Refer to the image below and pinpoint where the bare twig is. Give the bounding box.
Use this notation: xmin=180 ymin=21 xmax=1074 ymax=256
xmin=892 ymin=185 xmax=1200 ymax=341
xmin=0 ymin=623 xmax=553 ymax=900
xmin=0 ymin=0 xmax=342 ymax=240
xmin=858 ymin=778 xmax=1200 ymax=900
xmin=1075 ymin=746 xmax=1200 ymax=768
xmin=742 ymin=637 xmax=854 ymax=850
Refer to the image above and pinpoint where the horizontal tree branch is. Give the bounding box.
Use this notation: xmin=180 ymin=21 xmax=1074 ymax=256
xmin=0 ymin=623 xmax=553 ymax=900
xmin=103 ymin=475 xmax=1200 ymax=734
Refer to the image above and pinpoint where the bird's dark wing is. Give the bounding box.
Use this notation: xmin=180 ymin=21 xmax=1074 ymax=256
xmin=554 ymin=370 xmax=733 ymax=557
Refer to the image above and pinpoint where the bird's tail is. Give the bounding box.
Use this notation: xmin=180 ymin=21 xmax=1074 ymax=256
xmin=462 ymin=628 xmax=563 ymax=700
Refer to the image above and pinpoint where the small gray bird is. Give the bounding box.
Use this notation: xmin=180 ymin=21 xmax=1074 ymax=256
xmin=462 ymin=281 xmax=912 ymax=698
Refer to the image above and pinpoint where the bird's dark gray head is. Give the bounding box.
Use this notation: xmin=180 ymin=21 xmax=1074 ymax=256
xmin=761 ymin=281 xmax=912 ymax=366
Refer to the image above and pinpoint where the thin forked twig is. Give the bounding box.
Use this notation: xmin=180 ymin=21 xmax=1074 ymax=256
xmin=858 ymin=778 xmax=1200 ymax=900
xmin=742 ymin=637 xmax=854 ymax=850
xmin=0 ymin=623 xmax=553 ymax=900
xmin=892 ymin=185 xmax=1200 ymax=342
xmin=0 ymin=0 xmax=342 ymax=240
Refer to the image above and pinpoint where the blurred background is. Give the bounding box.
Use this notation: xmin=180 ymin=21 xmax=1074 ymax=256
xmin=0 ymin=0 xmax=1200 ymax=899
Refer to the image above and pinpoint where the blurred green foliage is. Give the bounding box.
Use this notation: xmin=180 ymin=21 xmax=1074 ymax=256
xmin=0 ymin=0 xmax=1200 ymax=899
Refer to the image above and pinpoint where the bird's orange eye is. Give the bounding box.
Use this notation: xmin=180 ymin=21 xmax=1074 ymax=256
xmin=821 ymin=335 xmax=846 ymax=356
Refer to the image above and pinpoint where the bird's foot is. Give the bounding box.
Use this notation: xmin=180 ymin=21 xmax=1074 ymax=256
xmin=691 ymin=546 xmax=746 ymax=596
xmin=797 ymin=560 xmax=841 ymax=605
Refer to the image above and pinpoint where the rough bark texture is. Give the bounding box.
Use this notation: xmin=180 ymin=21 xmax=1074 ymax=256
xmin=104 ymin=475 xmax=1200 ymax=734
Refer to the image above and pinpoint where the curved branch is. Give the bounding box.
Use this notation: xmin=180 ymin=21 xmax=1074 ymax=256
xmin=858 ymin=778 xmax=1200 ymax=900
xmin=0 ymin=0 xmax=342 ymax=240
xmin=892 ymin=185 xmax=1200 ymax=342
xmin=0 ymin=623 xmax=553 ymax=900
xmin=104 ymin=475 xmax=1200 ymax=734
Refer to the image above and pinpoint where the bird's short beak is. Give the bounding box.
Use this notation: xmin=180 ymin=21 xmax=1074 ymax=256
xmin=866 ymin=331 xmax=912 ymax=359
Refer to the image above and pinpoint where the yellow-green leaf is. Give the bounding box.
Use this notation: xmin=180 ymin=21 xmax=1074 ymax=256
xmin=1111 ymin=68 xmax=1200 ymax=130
################
WHAT THE TASK REQUIRES
Edit the records above by changing every "pinpoint" to "locate" and keeping everything else the same.

TASK RESULT
Refer to the image below and locate where the bare twig is. Give the bounding box.
Use this notation: xmin=180 ymin=21 xmax=1074 ymax=256
xmin=892 ymin=185 xmax=1200 ymax=341
xmin=0 ymin=623 xmax=553 ymax=900
xmin=0 ymin=0 xmax=342 ymax=240
xmin=858 ymin=778 xmax=1200 ymax=900
xmin=1075 ymin=746 xmax=1200 ymax=768
xmin=742 ymin=637 xmax=854 ymax=850
Refer to the image above and locate where the horizontal tree branch is. Give the bounding box.
Use this notation: xmin=180 ymin=21 xmax=1074 ymax=256
xmin=0 ymin=623 xmax=553 ymax=900
xmin=103 ymin=475 xmax=1200 ymax=734
Refer to the image above and locate where the bird's dark wing is. Give the bounding box.
Use this notation: xmin=180 ymin=21 xmax=1074 ymax=256
xmin=554 ymin=370 xmax=733 ymax=557
Refer to the image above and locate where the bird's tail is. Give the bounding box.
Use this notation: xmin=180 ymin=21 xmax=1074 ymax=256
xmin=462 ymin=628 xmax=563 ymax=700
Refer to the image above and locate where the small gray bird is. Give the bounding box.
Use this notation: xmin=180 ymin=21 xmax=1074 ymax=256
xmin=462 ymin=281 xmax=912 ymax=698
Refer to the image above and locate where the bird's dark gray head is. Give the bounding box.
Use this notation: xmin=180 ymin=21 xmax=1074 ymax=256
xmin=761 ymin=281 xmax=912 ymax=366
Refer to the image above and locate where the thin forked twig is. Give the bounding box.
Use this notation: xmin=180 ymin=21 xmax=1074 ymax=256
xmin=858 ymin=778 xmax=1200 ymax=900
xmin=742 ymin=637 xmax=854 ymax=850
xmin=0 ymin=623 xmax=553 ymax=900
xmin=892 ymin=185 xmax=1200 ymax=342
xmin=0 ymin=0 xmax=342 ymax=240
Refer to the image above and locate where the blurred background is. Give the bounding box.
Use this notation: xmin=180 ymin=21 xmax=1074 ymax=256
xmin=0 ymin=0 xmax=1200 ymax=899
Refer to the image above and locate where the blurred green foliage is. Give the bounding box.
Use this notation: xmin=180 ymin=21 xmax=1074 ymax=256
xmin=0 ymin=0 xmax=1200 ymax=899
Refer to the image above and locate where the bird's orange eye is. Give the bounding box.
Use this notation: xmin=180 ymin=21 xmax=1074 ymax=256
xmin=821 ymin=335 xmax=846 ymax=356
Refer to the image above and locate where the bird's foot is. Give the bounding box.
Use this notation: xmin=180 ymin=21 xmax=1074 ymax=256
xmin=691 ymin=546 xmax=746 ymax=596
xmin=797 ymin=560 xmax=841 ymax=605
Refer to the image above and locate where the rough bark texture is. Give the bounding box.
Use this notation: xmin=180 ymin=21 xmax=1074 ymax=256
xmin=104 ymin=475 xmax=1200 ymax=734
Refer to the image above and locate where the curved branch is. Give the bounding box.
Use this notation: xmin=180 ymin=21 xmax=1074 ymax=256
xmin=858 ymin=778 xmax=1200 ymax=900
xmin=0 ymin=0 xmax=342 ymax=240
xmin=892 ymin=185 xmax=1200 ymax=342
xmin=0 ymin=623 xmax=553 ymax=900
xmin=104 ymin=475 xmax=1200 ymax=734
Refer to the image above and locate where the bird's short beak is. Give the bounding box.
Use this notation: xmin=180 ymin=21 xmax=1074 ymax=256
xmin=866 ymin=331 xmax=912 ymax=359
Refer to the image above and locate where the yellow-green leaf is. Give the bounding box.
Use this notation: xmin=180 ymin=21 xmax=1074 ymax=256
xmin=1111 ymin=68 xmax=1200 ymax=130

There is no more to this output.